RECORDS PROVIDED:
· · · · · · ·

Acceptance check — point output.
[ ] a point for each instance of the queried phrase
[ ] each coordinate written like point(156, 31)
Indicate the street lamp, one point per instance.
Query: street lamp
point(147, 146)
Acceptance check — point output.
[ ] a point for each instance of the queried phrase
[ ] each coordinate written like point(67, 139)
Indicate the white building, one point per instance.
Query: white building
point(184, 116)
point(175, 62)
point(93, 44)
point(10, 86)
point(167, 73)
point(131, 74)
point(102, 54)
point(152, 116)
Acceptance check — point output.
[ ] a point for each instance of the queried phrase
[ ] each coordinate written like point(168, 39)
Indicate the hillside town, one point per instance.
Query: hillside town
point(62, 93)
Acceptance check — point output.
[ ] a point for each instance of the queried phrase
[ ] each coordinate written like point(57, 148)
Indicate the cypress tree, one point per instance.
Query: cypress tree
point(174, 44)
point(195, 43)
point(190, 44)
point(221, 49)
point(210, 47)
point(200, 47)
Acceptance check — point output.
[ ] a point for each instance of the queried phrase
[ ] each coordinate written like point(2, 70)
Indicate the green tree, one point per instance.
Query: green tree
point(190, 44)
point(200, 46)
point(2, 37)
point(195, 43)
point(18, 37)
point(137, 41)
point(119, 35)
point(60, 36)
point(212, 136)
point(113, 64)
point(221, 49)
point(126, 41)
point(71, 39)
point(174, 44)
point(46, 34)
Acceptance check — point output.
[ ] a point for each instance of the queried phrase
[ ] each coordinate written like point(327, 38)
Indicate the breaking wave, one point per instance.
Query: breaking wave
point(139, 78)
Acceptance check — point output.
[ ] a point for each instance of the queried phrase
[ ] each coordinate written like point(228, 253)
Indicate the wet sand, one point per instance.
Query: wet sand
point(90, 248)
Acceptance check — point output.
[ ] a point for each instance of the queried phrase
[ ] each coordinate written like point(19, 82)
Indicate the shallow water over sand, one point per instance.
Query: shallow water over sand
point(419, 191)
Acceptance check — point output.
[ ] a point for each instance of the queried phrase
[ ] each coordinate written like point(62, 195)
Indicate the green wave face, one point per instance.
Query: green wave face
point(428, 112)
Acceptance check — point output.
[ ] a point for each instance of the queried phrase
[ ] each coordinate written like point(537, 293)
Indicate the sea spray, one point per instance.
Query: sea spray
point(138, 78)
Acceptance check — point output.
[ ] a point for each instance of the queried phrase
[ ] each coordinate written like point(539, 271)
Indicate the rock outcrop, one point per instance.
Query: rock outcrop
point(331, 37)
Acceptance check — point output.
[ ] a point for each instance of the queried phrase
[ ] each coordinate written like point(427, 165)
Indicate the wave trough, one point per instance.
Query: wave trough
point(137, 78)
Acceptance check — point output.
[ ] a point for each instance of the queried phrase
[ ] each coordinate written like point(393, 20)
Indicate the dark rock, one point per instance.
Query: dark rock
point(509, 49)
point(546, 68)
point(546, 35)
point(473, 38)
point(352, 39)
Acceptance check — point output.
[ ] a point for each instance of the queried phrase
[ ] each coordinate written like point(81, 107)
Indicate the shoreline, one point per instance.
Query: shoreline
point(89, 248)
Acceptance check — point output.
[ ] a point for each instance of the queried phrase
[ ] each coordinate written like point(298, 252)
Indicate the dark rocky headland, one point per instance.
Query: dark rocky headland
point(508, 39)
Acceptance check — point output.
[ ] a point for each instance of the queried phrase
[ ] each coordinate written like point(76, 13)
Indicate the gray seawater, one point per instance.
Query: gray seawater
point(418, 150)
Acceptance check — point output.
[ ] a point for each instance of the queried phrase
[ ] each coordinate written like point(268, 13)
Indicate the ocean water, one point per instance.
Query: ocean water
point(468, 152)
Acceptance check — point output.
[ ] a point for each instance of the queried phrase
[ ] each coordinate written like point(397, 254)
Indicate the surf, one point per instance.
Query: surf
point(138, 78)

· · · · · · ·

STATED EXERCISE: Reproduce the material in full, with no word added or dropped.

EXERCISE OUTPUT:
Acceptance check — point output.
[ ] a point for each instance of the queried phrase
[ ] each coordinate written like point(156, 31)
Indicate the street lamp, one point per instance.
Query: street lamp
point(147, 146)
Acceptance check — point output.
[ ] a point for each instance of the queried phrase
[ ] each coordinate written like point(67, 139)
Indicate the white building, one point per instance.
Query: white building
point(184, 116)
point(175, 62)
point(93, 44)
point(10, 86)
point(167, 73)
point(131, 74)
point(102, 54)
point(152, 116)
Acceptance check — point output.
[ ] a point for each instance of the queried phrase
[ ] each coordinate written like point(168, 39)
Indicate the hillside town, one point per instance.
Query: hillside town
point(62, 93)
Acceptance check — point output.
[ ] a point for each instance of the queried phrase
[ ] each coordinate written like point(57, 148)
Indicate the cypress tree, one point per instance.
Query: cypress tree
point(174, 44)
point(195, 43)
point(190, 44)
point(221, 49)
point(210, 47)
point(200, 47)
Acceptance check — point output.
[ ] a point for each instance of the queried phrase
[ ] each coordinate written like point(2, 70)
Indicate the green tree, one point per instance.
Query: green tree
point(190, 44)
point(200, 46)
point(2, 37)
point(195, 43)
point(18, 37)
point(137, 41)
point(119, 35)
point(60, 36)
point(212, 136)
point(113, 64)
point(221, 49)
point(126, 41)
point(71, 39)
point(174, 44)
point(46, 34)
Acceptance check — point output.
[ ] a point for each instance of the queried phrase
[ ] each coordinate written like point(327, 38)
Indicate the breaking wave, one point per instance.
Query: breaking wave
point(139, 78)
Acceptance check — point output.
[ ] a point for each instance of the queried phrase
[ ] each coordinate written like point(228, 253)
Indicate the wet sand, one point per instance.
Query: wet sand
point(90, 248)
Acceptance check — point output.
[ ] a point for each instance of the queried phrase
[ ] each coordinate written like point(19, 82)
Indicate the shallow water over sand, one point per instance.
Query: shallow water over sand
point(419, 191)
Acceptance check — point output.
[ ] a point for each instance of the queried phrase
[ ] each coordinate written like point(62, 195)
Indicate the green wave face, one point per instance.
Query: green wave face
point(428, 112)
Acceptance check — point output.
[ ] a point for each instance of the queried phrase
[ ] each coordinate written like point(537, 293)
Indicate the sea spray, one point per instance.
Query: sea spray
point(138, 78)
Acceptance check — point output.
[ ] a point for each instance of the queried phrase
[ ] each coordinate written like point(539, 271)
Indicate the rock outcrop, one point per instance.
Query: rock outcrop
point(331, 37)
Acceptance check — point output.
[ ] a point for each instance of the queried phrase
[ ] each coordinate written like point(427, 165)
Indicate the wave trough, one point per instance.
Query: wave trough
point(137, 78)
Acceptance check — point output.
[ ] a point for each instance of the queried phrase
[ ] each coordinate written like point(393, 20)
Indicate the dark rock, one point per instance.
Query: dark rock
point(509, 49)
point(546, 68)
point(546, 35)
point(473, 38)
point(352, 39)
Acceptance check — point output.
[ ] a point for each instance of the queried phrase
[ ] each coordinate written like point(81, 107)
Indicate the shoreline, one point per instance.
Query: shoreline
point(89, 248)
Acceptance check — point output.
[ ] a point for each instance of the queried phrase
[ ] each coordinate written like point(298, 252)
Indicate the dark rocky headland, one point per instance.
Query: dark rocky headland
point(508, 39)
Acceptance check — point output.
[ ] a point for each instance of the queried phrase
[ ] each coordinate written like point(76, 13)
Indicate the gray seawater, one point per instance.
Query: gray seawater
point(418, 150)
Acceptance check — point output.
[ ] a point for each instance of the queried phrase
[ ] each coordinate written like point(268, 13)
Indicate the ocean water, one point per instance.
Query: ocean water
point(468, 152)
Acceptance check — point output.
[ ] a point for each instance of the queried phrase
[ ] each coordinate written like point(397, 254)
Indicate the surf, one point per instance.
Query: surf
point(138, 78)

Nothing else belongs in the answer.